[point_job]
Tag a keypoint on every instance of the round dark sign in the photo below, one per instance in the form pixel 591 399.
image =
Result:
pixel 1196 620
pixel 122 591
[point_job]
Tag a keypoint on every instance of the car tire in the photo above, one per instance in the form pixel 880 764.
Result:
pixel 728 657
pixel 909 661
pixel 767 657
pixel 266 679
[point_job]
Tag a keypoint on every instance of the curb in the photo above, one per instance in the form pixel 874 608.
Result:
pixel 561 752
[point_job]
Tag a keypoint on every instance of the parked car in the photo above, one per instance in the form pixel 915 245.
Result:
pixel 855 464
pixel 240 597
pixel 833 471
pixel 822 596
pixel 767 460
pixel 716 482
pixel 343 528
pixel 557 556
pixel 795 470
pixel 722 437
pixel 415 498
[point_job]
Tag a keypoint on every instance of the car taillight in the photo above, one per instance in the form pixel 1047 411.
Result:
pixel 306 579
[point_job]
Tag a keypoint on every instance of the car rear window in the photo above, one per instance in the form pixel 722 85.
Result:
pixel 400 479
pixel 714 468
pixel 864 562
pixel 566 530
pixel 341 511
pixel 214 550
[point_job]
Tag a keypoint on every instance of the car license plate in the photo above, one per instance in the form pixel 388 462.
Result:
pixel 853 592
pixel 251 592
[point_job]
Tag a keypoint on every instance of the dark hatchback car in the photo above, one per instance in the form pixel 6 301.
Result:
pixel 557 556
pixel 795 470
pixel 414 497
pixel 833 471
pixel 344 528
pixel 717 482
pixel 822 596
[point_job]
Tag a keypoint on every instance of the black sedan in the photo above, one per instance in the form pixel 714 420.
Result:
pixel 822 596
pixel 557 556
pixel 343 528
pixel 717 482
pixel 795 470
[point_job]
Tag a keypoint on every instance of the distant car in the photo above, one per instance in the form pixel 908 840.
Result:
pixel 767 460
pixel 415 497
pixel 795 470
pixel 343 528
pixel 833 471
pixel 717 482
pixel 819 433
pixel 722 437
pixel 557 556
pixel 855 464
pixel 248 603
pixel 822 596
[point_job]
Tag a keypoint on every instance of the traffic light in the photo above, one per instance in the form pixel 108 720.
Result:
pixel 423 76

---

(Exercise directions)
Output all of the data above without any alteration.

(Exercise result)
[point_job]
Tag a keypoint on every instance of the round dark sign in the photo below, one per instance in the form pixel 591 399.
image =
Result:
pixel 1196 620
pixel 122 591
[point_job]
Tag a keypoint on every instance of the car tire in the photo above, one per instance in the form pixel 880 764.
Result:
pixel 728 657
pixel 909 661
pixel 767 657
pixel 266 679
[point_job]
Tag a keypoint on every instance of the curb in the photo above, one per instance in the form pixel 874 608.
Result:
pixel 561 752
[point_job]
Tag a keypoint on every instance of the parked car in the photo above, one per instance in the form pixel 915 245.
Result:
pixel 855 464
pixel 240 597
pixel 833 471
pixel 822 596
pixel 767 460
pixel 716 482
pixel 343 528
pixel 557 556
pixel 795 470
pixel 722 437
pixel 415 498
[point_job]
Tag a keypoint on every instance of the car taillight in the photo above, one per instance in the form pixel 1047 411.
Result:
pixel 306 579
[point_job]
Tag a keypoint on every instance of the car rear window in the photo above, one per instance in the form pixel 722 85.
Result:
pixel 400 479
pixel 714 468
pixel 864 562
pixel 566 530
pixel 341 511
pixel 214 550
[point_job]
Tag a keypoint on every instance of the car license plate in the photo above, one per instance in the form pixel 388 462.
Result:
pixel 853 592
pixel 251 592
[point_job]
Tag a keypoint on every instance of the dark hatchback car in the photo above, one per instance in the form pixel 6 301.
Result:
pixel 557 556
pixel 795 470
pixel 414 497
pixel 833 471
pixel 344 528
pixel 717 482
pixel 822 596
[point_job]
Tag a keypoint on every instance of the black sedan in the photo above, one per instance in the form pixel 714 420.
Result:
pixel 822 596
pixel 557 556
pixel 343 528
pixel 717 482
pixel 795 470
[point_job]
Tag a keypoint on every instance of the distant car in the photo above, one per instance in the form pixel 908 840.
Result:
pixel 767 460
pixel 415 497
pixel 795 470
pixel 343 528
pixel 833 471
pixel 717 482
pixel 819 433
pixel 722 437
pixel 557 556
pixel 855 464
pixel 248 603
pixel 822 596
[point_job]
Tag a keypoint on every instance of the traffic light in the photo above, one per instance in the form pixel 108 720.
Result:
pixel 423 76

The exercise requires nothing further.